------ Data extract ------

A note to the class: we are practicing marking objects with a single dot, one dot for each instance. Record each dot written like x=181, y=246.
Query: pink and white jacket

------
------ Data extract ------

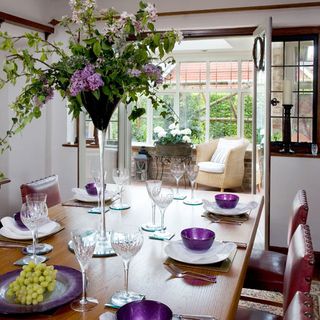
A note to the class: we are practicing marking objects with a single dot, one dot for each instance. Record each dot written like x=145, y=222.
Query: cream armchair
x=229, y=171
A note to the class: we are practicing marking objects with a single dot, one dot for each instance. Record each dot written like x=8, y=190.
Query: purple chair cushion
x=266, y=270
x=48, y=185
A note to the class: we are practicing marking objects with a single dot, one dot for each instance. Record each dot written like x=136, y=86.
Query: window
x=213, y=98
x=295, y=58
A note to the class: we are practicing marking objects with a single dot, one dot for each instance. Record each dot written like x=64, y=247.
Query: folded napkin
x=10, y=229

------

- **Exercise goal**
Looking at the data above, write out exactly the lines that start at the one containing "like x=181, y=246." and end at the one containing "Query: pink and white jacket"; include both and nothing beyond.

- **Reply to the task**
A note to the class: we are practicing marking objects with a single dot, one dot for each instance. Record each dot written like x=181, y=246.
Query: pink and white jacket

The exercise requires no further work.